Foi Steven Spielberg quem imortalizou a façanha deste alemão no seu filme Lista Schindler, agraciado com o prêmio Oscar. Todavia a atividade do diplomata português na esfera de salvação das famílias judaicas no território ocupado da França teve envergadura muito maior, pois com a sua ajuda foram salvas 34 mil pessoas. Mais de dez mil judeus, que constam nesta lista, tinham fugido não somente da Alemanha Nazista mas também da Dinamarca, Noruega, Polônia, Bélgica, Luxemburgo e França. “O mundo deve saber disso”, declaram os criadores do filme O Cônsul de Bordeus.

## [LISTA DE DADOS]
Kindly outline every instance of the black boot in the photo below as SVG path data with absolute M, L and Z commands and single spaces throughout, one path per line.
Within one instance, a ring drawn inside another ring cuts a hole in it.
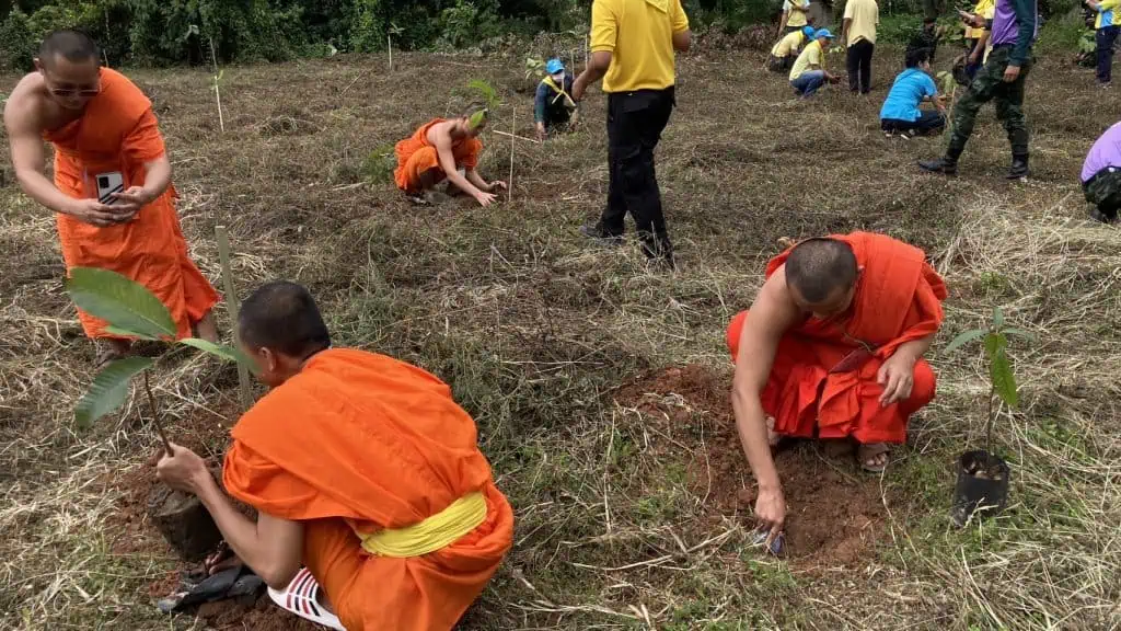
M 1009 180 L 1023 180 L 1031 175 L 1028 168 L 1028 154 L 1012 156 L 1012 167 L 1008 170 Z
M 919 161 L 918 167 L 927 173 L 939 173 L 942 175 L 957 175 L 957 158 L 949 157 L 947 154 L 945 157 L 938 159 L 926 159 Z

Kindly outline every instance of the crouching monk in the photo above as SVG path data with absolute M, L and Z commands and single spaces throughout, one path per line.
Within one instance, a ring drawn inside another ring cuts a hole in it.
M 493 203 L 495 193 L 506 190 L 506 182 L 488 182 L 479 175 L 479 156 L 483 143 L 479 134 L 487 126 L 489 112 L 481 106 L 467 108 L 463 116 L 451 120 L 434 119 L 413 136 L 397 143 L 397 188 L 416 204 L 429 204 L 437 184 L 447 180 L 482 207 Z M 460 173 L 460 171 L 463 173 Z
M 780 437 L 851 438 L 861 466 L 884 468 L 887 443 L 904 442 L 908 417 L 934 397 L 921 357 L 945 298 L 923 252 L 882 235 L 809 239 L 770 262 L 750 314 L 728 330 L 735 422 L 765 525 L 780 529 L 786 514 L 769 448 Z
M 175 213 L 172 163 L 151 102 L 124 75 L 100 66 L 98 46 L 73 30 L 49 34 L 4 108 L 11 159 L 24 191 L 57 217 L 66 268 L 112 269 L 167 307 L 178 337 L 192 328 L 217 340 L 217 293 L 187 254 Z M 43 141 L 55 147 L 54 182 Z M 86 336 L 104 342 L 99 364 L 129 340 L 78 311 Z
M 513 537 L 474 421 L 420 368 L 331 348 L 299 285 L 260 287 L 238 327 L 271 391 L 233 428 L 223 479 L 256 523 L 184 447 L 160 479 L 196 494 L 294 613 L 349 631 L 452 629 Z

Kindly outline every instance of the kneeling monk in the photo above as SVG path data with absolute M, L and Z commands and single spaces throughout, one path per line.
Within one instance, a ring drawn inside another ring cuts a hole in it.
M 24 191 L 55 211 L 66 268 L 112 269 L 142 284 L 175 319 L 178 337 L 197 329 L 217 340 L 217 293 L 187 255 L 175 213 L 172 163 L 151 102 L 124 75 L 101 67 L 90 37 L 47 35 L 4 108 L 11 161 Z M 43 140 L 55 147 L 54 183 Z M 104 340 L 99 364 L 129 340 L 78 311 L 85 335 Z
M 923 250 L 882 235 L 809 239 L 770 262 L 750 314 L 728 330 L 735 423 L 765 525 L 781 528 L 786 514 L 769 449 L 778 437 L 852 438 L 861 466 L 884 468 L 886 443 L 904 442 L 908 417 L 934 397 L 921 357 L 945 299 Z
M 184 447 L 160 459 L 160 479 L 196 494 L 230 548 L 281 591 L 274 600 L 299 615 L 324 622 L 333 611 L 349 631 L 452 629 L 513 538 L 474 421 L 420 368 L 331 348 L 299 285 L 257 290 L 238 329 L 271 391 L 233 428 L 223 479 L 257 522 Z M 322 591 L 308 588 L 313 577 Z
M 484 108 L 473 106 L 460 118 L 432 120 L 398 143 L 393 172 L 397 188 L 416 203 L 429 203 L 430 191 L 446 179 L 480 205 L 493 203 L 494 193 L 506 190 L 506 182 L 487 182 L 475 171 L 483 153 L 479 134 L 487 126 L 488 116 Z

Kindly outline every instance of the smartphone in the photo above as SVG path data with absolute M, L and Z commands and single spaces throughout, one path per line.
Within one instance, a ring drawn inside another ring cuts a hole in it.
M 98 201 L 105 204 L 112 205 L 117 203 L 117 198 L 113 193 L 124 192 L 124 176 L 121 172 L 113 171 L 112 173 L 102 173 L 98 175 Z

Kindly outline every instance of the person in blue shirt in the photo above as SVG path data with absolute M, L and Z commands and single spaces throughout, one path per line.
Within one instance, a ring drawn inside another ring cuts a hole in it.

## [ENUNCIADO]
Reescreva o trecho do texto sobre o diplomata português que começa nas palavras "Foi Steven Spielberg" e termina após "Cônsul de Bordeus.", substituindo "famílias judaicas" por "famílias perseguidas".

## [RESPOSTA]
Foi Steven Spielberg quem imortalizou a façanha deste alemão no seu filme Lista Schindler, agraciado com o prêmio Oscar. Todavia a atividade do diplomata português na esfera de salvação das famílias perseguidas no território ocupado da França teve envergadura muito maior, pois com a sua ajuda foram salvas 34 mil pessoas. Mais de dez mil judeus, que constam nesta lista, tinham fugido não somente da Alemanha Nazista mas também da Dinamarca, Noruega, Polônia, Bélgica, Luxemburgo e França. “O mundo deve saber disso”, declaram os criadores do filme O Cônsul de Bordeus.